**Tasks to perform:**
a. In the blog excerpt below, what keeps the writer from taking the pens fully apart to clean them?
b. Please continue the blog excerpt about pens and an injured toe from where it stops.

This means, if we want a nap, we have to sleep at our desks and rely on a lucky convergence of rolled up sleeves and proper angles, or put our heads down and risk drooling on our desks or using our arms as pillows and ending up with odd patterns on our faces.

Or we could go to bed earlier, but that’s not likely to happen.

Culling and Cleaning and Second Thoughts

I never change except in my final decisions, especially when they involve getting rid of stuff.

After limping back home after work, I spent some time cleaning pens as I prepare them to be sold. (Or more accurately: before I attempt to sell them.) The decision to sell these particular pens was reached after several fits of mind-changing.

Both of the pens are reasonably new, but neither of them is that interesting to me anymore. I have other pens I like better and have no particular use for these anymore. They’d already been removed from the every day carry rotation and mostly resided at the office while I used up the ink in them. That said, I still like writing with one of the pens, but I’m getting tired of maintaining it. Also, it’s not the kind of pen you can just toss in a bag and expect it will come out well when you get where you’re going.

The main hindrance to the cleaning is my lack of knowledge of how to properly take them apart and tune them. I’ll wash them, flush them and soak them in pen cleaning solution but I’m not confident enough to yank out the nibs and clean the feeds. Oddly, a higher level of maintenance skill is one rabbit hole I’ve chosen to avoid. I can do basic stuff, and want to learn a few other things, but mostly I’m happy doing the basics.

Now the pens will go into short term storage whilst I clean and ready a few more to be sold. Now that they are desk pens I find I don’t miss carrying them around. That’s a good sign. However, the act of cleaning brings back a lot of memories and gets me worried about sunk costs and if I’ve got my money’s worth out of them and if I’ll get what I think they’re worth.

The problem is, what they are worth changes depending on the memories that get brought back.

What Toe On Yonder Desk Breaks

I didn’t leave the doctor many options so all he did was apply some tape.

**Extracted information:**
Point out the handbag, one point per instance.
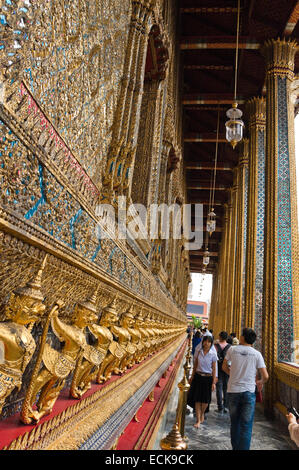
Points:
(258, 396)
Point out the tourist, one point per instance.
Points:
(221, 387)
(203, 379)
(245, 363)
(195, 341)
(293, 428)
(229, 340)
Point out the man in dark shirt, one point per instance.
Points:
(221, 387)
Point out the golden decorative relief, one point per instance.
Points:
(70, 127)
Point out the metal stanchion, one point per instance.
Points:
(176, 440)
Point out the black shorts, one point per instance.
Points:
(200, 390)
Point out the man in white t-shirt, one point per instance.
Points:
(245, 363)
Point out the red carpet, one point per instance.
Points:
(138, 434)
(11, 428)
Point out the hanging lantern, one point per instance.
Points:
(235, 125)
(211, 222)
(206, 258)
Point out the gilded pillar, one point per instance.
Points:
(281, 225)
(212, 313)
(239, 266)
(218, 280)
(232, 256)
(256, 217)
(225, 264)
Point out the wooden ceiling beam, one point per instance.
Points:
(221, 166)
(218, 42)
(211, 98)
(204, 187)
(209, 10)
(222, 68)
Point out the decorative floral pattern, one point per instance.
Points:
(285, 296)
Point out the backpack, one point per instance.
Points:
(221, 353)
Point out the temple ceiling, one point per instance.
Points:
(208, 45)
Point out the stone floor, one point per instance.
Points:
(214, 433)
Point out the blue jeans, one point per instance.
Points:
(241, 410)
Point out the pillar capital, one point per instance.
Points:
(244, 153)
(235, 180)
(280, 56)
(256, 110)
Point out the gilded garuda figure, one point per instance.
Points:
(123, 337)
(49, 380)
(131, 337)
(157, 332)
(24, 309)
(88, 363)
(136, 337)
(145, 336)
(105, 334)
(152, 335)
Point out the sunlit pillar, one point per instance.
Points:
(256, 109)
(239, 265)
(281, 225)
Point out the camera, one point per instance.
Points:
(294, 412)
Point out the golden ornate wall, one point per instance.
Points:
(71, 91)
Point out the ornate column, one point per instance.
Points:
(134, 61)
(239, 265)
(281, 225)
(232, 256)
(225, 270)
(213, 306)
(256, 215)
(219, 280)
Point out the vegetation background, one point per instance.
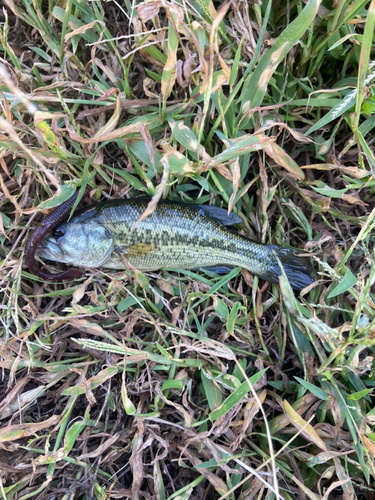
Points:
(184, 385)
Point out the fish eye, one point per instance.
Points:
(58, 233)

...

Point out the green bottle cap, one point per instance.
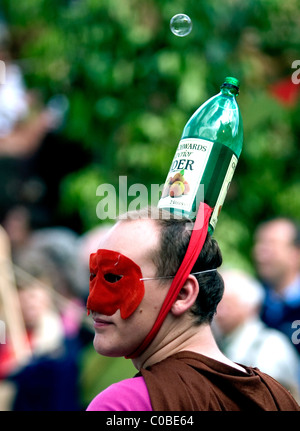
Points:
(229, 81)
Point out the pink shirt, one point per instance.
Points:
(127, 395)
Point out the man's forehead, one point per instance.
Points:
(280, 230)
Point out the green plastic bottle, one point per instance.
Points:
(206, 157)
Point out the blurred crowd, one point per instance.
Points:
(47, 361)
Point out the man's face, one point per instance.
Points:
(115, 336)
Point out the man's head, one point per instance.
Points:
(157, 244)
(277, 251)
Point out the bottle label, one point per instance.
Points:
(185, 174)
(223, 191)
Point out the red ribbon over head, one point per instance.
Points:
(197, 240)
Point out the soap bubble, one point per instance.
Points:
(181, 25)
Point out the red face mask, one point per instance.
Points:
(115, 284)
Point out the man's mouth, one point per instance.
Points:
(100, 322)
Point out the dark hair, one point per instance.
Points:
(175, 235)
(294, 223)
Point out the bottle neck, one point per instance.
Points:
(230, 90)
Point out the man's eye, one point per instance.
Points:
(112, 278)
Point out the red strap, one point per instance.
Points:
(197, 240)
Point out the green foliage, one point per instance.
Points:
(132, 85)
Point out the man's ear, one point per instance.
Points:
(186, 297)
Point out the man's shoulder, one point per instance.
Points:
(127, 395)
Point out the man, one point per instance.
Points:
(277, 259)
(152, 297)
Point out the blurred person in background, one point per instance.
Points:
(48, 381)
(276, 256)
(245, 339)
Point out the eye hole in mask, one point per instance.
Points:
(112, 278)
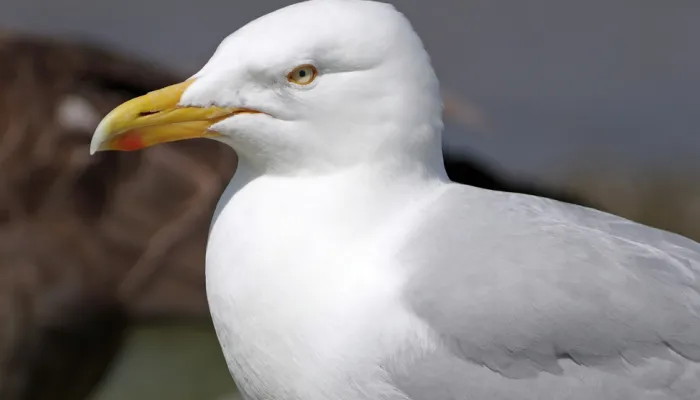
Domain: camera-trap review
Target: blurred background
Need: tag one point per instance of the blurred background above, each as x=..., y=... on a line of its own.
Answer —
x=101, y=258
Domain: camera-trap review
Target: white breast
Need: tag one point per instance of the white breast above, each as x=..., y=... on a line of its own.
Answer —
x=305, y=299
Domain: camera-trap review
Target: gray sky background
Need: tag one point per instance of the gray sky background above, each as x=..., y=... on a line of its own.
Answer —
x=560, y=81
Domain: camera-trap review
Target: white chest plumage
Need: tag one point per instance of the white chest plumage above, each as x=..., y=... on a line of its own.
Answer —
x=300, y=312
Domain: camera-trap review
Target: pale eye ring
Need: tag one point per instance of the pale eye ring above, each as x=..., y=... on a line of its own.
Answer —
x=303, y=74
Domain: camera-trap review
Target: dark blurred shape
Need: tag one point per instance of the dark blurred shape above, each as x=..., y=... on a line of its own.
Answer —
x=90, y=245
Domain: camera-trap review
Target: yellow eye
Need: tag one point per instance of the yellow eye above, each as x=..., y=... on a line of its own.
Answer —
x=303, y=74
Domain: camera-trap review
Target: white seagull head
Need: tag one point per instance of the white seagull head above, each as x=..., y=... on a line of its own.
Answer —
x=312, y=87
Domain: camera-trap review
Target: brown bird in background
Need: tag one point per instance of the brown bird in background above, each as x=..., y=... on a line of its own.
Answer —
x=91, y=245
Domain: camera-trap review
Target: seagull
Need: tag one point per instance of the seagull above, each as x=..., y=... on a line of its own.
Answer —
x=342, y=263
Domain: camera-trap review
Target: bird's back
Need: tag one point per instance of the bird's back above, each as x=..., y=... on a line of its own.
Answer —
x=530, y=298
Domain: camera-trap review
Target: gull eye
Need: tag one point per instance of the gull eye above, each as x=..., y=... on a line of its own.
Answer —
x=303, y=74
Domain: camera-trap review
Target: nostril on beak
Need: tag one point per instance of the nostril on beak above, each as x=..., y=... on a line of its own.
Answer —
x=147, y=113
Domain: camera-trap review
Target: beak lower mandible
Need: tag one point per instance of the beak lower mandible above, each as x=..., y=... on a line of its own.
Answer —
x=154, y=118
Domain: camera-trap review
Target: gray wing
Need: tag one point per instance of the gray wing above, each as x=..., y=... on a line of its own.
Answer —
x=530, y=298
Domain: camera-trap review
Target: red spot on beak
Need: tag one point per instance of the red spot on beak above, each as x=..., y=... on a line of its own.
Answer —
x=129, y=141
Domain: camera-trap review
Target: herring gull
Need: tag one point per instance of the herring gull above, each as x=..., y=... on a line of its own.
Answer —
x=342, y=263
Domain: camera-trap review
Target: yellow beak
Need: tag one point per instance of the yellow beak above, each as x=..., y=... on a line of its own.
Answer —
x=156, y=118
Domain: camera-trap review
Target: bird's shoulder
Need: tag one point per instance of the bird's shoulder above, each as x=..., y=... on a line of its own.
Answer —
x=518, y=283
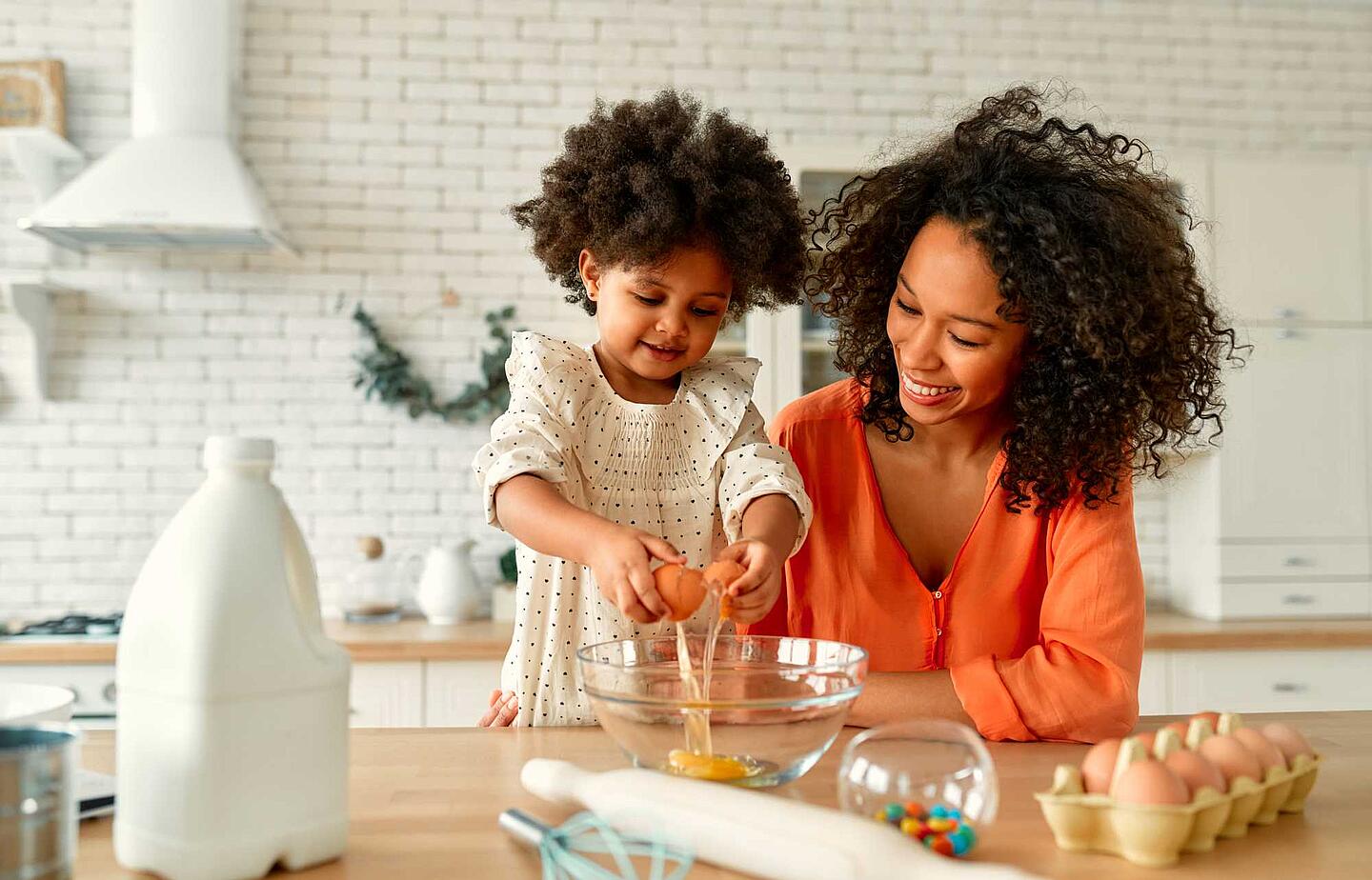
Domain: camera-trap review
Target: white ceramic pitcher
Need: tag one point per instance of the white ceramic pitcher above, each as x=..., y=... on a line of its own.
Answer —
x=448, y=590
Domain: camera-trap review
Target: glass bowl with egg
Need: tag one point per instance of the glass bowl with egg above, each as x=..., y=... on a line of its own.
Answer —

==

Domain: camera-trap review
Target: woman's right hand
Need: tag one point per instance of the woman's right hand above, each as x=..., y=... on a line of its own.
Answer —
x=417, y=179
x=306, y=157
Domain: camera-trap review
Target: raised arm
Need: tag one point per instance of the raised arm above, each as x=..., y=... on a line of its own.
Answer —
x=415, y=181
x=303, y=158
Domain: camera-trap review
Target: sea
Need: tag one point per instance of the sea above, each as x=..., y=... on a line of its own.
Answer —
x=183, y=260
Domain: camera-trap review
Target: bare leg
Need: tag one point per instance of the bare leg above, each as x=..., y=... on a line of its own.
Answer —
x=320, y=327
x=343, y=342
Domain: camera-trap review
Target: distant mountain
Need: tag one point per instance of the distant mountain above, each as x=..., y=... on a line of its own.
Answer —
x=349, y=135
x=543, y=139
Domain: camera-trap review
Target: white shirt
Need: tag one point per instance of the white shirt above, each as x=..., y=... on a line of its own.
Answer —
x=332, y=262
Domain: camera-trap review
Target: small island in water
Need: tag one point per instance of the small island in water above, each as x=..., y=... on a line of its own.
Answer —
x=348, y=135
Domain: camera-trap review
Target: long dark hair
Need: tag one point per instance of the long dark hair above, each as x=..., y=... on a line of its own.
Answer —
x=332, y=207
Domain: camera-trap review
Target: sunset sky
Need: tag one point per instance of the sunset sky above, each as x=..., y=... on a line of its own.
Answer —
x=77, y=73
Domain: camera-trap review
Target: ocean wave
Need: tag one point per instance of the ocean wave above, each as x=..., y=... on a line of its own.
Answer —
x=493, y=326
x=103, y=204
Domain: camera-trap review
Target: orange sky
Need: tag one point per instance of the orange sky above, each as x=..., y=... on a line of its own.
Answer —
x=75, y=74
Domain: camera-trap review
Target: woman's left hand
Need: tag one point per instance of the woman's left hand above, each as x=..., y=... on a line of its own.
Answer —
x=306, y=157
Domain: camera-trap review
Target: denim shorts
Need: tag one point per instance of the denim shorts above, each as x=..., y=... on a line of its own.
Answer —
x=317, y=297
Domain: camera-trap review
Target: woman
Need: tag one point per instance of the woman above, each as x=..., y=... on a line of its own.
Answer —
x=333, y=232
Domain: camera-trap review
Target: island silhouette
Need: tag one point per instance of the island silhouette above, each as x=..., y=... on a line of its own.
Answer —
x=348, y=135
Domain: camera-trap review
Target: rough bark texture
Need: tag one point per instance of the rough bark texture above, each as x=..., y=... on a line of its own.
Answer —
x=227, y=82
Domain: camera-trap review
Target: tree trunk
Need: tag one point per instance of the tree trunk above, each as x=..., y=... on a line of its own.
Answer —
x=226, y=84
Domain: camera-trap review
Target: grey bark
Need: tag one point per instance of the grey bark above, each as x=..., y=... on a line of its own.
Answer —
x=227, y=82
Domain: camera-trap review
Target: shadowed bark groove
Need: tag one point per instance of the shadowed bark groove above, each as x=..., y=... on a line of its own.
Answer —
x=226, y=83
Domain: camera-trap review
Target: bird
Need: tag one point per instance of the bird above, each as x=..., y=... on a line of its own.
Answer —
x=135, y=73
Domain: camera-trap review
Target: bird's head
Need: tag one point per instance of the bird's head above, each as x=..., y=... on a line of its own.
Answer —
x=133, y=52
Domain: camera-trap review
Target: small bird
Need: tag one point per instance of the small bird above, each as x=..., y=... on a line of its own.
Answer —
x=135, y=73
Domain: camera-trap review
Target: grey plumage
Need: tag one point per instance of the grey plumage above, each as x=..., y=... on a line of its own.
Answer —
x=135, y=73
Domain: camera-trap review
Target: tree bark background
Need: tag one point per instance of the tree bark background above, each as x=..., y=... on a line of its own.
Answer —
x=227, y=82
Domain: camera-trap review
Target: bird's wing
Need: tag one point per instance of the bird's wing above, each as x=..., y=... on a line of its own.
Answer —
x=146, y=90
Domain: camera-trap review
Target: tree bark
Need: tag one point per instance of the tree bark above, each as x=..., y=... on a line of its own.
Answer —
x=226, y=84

**Replies:**
a. The writer's lack of knowledge of how to properly take them apart and tune them.

b.
Yesterday I mentioned my most recent moments of left foot destruction  and although it was sore and an impressive shade of purple, I had little trouble walking to work (well, I was limping, but it was more annoying than anything else.

On the way home from work, though, I knew something was wrong. The sore toe suddenly developed stabbing pains in places one would not expect stabbing pains (because one totally expects stabbing pains in other places) and I did a short zig zag on the street before finally deciding I’d better go the hospital and get an x-ray even if it meant paperwork and a long wait.

Somehow, and with a little help from a translation app, I managed to fill out all the required forms and then was escorted to the back of the hospital where I turned in a form and waited.

Eventually my name was called and I found myself in front of a young doctor who had me take off my shoe and sock so he could assess the damage. His first reaction was “Damn, that’s nasty.” (Although he said it in a more Japanese “Hmmmm. Yeah. I see.”)

He then poked around on my foot to establish where it was and was not sore and then sent me for an x-ray. After that there was more waiting before he called me in and showed me the inside of left foot. Even my untrained eyes could spot the break which, for the record, doesn’t look as impressive as the break I got a couple decades ago. The break on the “Little Piggie Who Had None” had an obvious angle off the normal toe line. (I was pleased to see, though, how well that had healed.)

Note: the current break is near the inner joint on my left fifth middle phalanx, as if I know what that is.

This led to the next problem. The doctor said there wasn’t much he could do except tape the two little piggies together. A cast was right out and I turned down the flexible metal splint that would probably keep me from wearing shoes. He applied the tape and sent me on my way (although I have to go back for another x-ray one week from today).

I limped home and haven’t done much since I got home. (Yes, I’m exploiting an excuse to be lazy.)